EXERCISE: Filter the items below down to every line that contains the string "telephone", and copy those lines out. Case counts, so a line matches only if the capitalization is the same.

(Source records)
## begin
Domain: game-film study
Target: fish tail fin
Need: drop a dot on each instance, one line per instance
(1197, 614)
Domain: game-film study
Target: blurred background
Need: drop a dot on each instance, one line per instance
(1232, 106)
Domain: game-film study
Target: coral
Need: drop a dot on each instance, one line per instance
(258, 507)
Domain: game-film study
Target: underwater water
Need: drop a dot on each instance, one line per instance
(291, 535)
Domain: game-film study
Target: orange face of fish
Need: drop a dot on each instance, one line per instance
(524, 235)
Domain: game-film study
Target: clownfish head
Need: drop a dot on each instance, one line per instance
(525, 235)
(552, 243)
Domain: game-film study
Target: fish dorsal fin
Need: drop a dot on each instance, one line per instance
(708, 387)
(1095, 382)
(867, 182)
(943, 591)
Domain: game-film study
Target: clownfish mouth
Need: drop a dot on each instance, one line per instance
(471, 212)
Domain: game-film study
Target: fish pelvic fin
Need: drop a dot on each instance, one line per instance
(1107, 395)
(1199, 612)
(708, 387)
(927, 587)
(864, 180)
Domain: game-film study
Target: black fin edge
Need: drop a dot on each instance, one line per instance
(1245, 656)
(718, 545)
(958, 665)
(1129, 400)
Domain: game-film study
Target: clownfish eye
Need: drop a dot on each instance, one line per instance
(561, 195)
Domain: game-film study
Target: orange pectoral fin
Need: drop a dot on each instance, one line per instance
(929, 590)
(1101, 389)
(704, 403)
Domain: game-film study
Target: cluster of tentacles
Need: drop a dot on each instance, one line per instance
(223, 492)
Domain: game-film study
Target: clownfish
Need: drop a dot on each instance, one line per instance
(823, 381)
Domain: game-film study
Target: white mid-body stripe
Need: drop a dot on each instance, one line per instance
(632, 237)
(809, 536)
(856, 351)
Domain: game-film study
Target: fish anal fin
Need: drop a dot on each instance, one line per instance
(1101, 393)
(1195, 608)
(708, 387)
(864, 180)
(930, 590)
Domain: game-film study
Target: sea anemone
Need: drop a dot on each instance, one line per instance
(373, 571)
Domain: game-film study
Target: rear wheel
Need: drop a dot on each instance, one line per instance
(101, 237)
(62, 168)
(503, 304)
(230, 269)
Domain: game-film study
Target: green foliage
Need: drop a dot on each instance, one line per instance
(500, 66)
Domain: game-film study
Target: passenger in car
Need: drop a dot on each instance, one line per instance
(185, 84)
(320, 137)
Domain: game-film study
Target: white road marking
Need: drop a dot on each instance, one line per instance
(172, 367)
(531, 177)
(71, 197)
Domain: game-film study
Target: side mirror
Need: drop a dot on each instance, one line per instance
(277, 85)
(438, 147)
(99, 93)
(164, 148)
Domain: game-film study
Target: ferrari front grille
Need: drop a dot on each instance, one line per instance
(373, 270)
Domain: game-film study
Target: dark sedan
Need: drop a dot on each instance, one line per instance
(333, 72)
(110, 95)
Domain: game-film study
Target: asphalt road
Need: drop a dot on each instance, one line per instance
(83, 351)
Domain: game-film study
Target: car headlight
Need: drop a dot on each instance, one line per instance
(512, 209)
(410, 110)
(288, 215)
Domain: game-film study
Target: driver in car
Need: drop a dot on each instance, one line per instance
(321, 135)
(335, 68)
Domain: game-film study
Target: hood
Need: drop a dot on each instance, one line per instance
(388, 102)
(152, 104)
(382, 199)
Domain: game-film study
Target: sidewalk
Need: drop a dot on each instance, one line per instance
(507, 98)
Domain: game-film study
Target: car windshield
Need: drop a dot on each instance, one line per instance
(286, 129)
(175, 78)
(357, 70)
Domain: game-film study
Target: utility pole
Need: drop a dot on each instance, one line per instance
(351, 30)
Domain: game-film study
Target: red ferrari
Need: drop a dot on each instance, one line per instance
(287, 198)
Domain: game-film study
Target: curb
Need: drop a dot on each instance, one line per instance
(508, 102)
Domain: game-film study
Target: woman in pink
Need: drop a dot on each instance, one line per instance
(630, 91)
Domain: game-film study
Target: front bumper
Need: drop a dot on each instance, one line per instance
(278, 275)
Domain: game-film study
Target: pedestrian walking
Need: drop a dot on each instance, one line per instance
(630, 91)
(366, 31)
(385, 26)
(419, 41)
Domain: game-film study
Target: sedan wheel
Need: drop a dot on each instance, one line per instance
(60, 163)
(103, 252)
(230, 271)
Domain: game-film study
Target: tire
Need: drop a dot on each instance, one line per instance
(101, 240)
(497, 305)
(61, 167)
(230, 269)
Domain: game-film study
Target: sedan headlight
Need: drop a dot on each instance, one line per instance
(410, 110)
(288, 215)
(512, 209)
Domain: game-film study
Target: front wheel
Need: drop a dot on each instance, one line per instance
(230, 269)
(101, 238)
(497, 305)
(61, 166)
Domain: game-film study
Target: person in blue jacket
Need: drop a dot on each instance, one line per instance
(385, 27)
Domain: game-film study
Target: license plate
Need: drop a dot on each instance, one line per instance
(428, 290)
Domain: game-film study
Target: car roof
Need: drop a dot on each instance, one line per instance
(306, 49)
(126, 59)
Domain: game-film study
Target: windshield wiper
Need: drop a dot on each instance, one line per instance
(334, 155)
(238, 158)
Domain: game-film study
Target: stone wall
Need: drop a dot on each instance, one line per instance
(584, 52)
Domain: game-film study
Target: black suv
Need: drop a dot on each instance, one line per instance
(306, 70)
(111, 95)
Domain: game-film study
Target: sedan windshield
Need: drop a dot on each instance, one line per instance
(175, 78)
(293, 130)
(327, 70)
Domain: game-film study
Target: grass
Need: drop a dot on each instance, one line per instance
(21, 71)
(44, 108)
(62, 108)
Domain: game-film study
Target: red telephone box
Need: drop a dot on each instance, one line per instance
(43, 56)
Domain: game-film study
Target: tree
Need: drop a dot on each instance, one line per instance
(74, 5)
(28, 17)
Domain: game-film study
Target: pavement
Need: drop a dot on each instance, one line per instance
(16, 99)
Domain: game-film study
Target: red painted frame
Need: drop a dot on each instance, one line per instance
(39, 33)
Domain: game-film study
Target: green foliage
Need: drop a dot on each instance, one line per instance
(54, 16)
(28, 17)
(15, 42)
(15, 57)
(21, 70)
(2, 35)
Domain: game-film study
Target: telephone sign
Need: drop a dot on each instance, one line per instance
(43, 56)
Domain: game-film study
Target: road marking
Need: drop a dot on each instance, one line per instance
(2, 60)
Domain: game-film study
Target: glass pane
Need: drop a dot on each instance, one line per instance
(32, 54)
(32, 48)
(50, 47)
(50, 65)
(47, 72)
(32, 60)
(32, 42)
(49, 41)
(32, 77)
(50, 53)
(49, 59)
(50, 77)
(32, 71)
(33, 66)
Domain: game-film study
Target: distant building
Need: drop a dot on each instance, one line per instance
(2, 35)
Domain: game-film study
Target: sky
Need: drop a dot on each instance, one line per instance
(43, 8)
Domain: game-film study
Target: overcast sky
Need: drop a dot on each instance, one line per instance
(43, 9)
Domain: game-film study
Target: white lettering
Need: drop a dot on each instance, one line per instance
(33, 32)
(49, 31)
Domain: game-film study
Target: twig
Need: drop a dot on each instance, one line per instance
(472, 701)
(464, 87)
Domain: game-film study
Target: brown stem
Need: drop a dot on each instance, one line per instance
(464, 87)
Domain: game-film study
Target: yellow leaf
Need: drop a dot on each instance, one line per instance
## end
EXERCISE RESULT:
Target: red telephone box
Target: telephone sign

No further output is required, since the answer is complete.